:: Excerpt ::
What would be the correlation between the annual salaries of males and females at a company if for a certain type of position men always made (a) $$\$ 5,000$$ more than women? (b) $$25 \%$$ more than women? (c) $$15 \%$$ less than women?

Short Answer

Expert verified
Correlation is 1 in all cases.

Step by step solution

01

Define Correlation

The correlation measures the strength and direction of the linear relationship between two variables. In this context, it assesses how changes in men's salaries correspond to changes in women's salaries within a company.
02

Solve Case (a): Fixed Increase

If every man's salary is consistently $5,000 more than a woman's salary for the same position, then we can represent men's salary as \( M = W + 5000 \), where \( M \) is the men's salary and \( W \) is the women's salary. The relationship is perfectly linear, and the correlation between them is 1.

:: Items ::
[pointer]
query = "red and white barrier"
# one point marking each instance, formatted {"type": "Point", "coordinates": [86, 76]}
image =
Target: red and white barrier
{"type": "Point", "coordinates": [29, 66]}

:: Problem set ::
(1) Copy the salary correlation excerpt from "Define Correlation" to "between them is 1.".
(2) According to the salary correlation excerpt, what does correlation measure?
(3) Write the next part of the salary correlation solution, picking up right after its last sentence.
The lines play no part in this work.

:: Response list ::
(1)
Define Correlation

The correlation measures the strength and direction of the linear relationship between two variables. In this context, it assesses how changes in men's salaries correspond to changes in women's salaries within a company.
02

Solve Case (a): Fixed Increase

If every man's salary is consistently $5,000 more than a woman's salary for the same position, then we can represent men's salary as \( M = W + 5000 \), where \( M \) is the men's salary and \( W \) is the women's salary. The relationship is perfectly linear, and the correlation between them is 1.

(2) The strength and direction of the linear relationship between two variables.

(3)
03

Solve Case (b): Percentage Increase

For a 25% increase, men's salary can be written as \( M = 1.25W \). This is a perfectly proportional (linear) relationship where any change in women's salary results in a proportional change in men's salary by 25%. Hence, the correlation is 1.
04

Solve Case (c): Percentage Decrease

When men earn 15% less, their salary is \( M = 0.85W \). This is still a linear relationship, as any change in women's salaries results in a proportional change in men's salaries by 85%. The correlation is again 1.
05

Conclusion of Correlation

In all cases (a, b, c), the men's salary is linearly dependent on the women's salary. Since they maintain a perfect linear relationship, the correlation coefficient is 1.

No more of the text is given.